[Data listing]
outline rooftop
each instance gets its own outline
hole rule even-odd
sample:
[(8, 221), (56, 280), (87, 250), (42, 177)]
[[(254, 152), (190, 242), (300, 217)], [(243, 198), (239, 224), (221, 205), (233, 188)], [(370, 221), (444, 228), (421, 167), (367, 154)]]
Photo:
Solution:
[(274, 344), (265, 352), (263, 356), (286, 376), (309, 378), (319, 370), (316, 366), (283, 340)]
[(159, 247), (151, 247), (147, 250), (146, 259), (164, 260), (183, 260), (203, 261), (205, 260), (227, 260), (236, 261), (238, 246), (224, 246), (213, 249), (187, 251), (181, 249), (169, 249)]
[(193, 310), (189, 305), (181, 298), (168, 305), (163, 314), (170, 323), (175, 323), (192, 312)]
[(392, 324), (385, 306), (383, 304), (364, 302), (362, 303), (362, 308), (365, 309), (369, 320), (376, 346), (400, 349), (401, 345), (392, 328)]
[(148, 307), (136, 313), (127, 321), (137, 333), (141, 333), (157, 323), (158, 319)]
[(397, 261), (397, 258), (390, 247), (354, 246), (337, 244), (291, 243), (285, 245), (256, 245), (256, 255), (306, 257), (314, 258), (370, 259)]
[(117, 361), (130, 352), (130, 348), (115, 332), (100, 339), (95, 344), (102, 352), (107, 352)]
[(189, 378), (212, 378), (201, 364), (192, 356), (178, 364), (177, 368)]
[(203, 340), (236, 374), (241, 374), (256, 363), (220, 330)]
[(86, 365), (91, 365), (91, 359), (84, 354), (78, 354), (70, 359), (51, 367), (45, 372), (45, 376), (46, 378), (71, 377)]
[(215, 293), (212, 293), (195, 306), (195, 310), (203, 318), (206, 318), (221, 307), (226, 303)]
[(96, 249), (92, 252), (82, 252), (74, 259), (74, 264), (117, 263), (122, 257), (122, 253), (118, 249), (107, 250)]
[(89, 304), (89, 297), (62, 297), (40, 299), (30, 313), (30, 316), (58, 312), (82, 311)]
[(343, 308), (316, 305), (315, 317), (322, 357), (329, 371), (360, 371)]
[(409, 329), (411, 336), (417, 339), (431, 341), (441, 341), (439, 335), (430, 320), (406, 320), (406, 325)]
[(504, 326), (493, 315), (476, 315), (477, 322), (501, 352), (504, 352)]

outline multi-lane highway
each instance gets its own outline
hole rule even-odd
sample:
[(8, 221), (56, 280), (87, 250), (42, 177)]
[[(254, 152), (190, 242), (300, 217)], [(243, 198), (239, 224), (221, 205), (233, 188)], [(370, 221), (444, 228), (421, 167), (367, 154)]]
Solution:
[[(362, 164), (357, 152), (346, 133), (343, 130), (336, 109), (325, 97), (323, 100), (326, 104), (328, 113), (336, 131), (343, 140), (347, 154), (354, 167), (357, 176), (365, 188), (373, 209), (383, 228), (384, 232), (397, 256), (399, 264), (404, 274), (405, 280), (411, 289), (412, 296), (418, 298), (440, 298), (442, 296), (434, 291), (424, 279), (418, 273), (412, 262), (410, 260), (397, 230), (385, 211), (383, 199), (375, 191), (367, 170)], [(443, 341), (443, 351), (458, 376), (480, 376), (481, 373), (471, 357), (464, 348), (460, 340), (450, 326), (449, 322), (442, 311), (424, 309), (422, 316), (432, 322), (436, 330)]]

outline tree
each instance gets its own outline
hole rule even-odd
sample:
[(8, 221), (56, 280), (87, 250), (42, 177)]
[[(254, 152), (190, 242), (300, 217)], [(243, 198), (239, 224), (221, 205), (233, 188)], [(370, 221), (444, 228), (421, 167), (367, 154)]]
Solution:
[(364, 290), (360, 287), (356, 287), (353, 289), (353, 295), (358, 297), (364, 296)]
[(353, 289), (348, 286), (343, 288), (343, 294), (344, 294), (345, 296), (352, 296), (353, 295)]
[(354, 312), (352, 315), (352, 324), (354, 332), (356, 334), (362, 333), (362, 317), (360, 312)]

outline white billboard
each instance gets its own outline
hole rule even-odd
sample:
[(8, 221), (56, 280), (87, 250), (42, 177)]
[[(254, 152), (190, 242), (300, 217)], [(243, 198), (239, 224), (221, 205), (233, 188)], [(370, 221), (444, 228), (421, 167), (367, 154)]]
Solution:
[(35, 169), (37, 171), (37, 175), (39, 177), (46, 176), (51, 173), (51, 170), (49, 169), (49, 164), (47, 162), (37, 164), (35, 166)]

**EXERCISE**
Reproduce every line of these records verbatim, with no changes.

**SOLUTION TO THIS EXERCISE**
outline rooftop
each instance gets its own outline
hole rule even-odd
sample:
[(8, 221), (56, 280), (87, 250), (42, 177)]
[[(254, 152), (190, 242), (300, 217)], [(243, 198), (239, 224), (221, 205), (233, 188)], [(370, 221), (444, 228), (421, 167), (367, 154)]]
Photo:
Solution:
[(274, 344), (265, 352), (263, 356), (286, 376), (309, 378), (319, 370), (316, 366), (283, 340)]
[(159, 247), (151, 247), (147, 250), (146, 259), (164, 260), (183, 260), (203, 261), (205, 260), (227, 260), (236, 261), (238, 246), (224, 246), (213, 249), (187, 251), (181, 249), (169, 249)]
[(193, 310), (189, 305), (181, 298), (168, 305), (163, 314), (170, 323), (175, 323), (192, 312)]
[(392, 324), (385, 306), (383, 304), (364, 302), (362, 303), (362, 308), (365, 309), (369, 320), (376, 346), (400, 349), (401, 345), (392, 328)]
[(148, 307), (136, 313), (127, 321), (137, 333), (141, 333), (157, 323), (158, 319)]
[(397, 261), (397, 258), (390, 247), (354, 246), (337, 244), (291, 243), (285, 245), (256, 245), (256, 255), (306, 257), (314, 258), (370, 259)]
[(117, 361), (130, 352), (130, 348), (115, 332), (100, 339), (95, 344), (102, 352), (107, 352)]
[(189, 378), (212, 378), (201, 364), (192, 356), (178, 364), (177, 368)]
[(203, 340), (236, 374), (241, 374), (256, 363), (220, 330)]
[(86, 365), (91, 365), (91, 359), (84, 354), (78, 354), (70, 359), (51, 367), (45, 372), (45, 376), (46, 378), (71, 377)]
[(215, 293), (212, 293), (195, 306), (195, 310), (203, 318), (206, 318), (221, 307), (226, 303)]
[(96, 249), (92, 252), (82, 252), (74, 259), (74, 264), (117, 263), (122, 257), (122, 253), (118, 249), (107, 250)]
[(89, 304), (89, 297), (62, 297), (40, 299), (30, 313), (30, 316), (58, 312), (82, 311)]
[(343, 308), (316, 305), (315, 317), (322, 357), (329, 371), (360, 371)]
[(409, 329), (411, 336), (417, 339), (431, 341), (441, 341), (439, 335), (430, 320), (406, 320), (406, 325)]
[(504, 326), (493, 315), (476, 315), (477, 322), (501, 352), (504, 352)]

outline multi-lane highway
each instance gets its own outline
hole rule even-odd
sample:
[(8, 221), (56, 280), (87, 250), (42, 177)]
[[(254, 152), (190, 242), (300, 217)], [(243, 198), (239, 224), (221, 205), (233, 188)], [(370, 221), (444, 228), (421, 167), (367, 154)]]
Solution:
[[(362, 164), (357, 152), (346, 133), (343, 130), (336, 109), (325, 97), (323, 100), (326, 104), (328, 113), (336, 131), (343, 140), (347, 154), (354, 167), (357, 176), (365, 188), (373, 209), (383, 228), (384, 232), (397, 256), (399, 264), (404, 274), (405, 280), (411, 289), (412, 296), (418, 298), (440, 298), (442, 296), (434, 291), (424, 279), (418, 273), (412, 262), (410, 260), (397, 230), (385, 211), (383, 199), (375, 191), (367, 170)], [(443, 341), (443, 351), (458, 376), (480, 376), (481, 373), (471, 357), (464, 348), (460, 340), (450, 326), (449, 322), (442, 311), (424, 309), (422, 316), (432, 322), (436, 330)]]

outline tree
each instance gets its own outline
hole rule even-odd
sample:
[(8, 221), (56, 280), (87, 250), (42, 177)]
[[(254, 152), (190, 242), (300, 217)], [(243, 198), (239, 224), (221, 205), (233, 188)], [(370, 221), (444, 228), (421, 167), (367, 154)]]
Solution:
[(364, 290), (360, 287), (356, 287), (353, 289), (353, 295), (358, 297), (364, 296)]
[(353, 289), (348, 286), (343, 288), (343, 294), (344, 294), (345, 296), (352, 296), (353, 295)]
[(354, 312), (352, 315), (352, 324), (354, 332), (356, 334), (362, 333), (362, 317), (360, 312)]

outline white billboard
each instance gets its own outline
hole rule even-odd
sample:
[(8, 221), (56, 280), (87, 250), (42, 177)]
[[(254, 152), (190, 242), (300, 217)], [(243, 198), (239, 224), (221, 205), (233, 188)], [(370, 221), (444, 228), (421, 167), (367, 154)]]
Solution:
[(35, 169), (37, 171), (37, 175), (39, 177), (46, 176), (51, 173), (51, 170), (49, 169), (49, 164), (47, 162), (37, 164), (35, 166)]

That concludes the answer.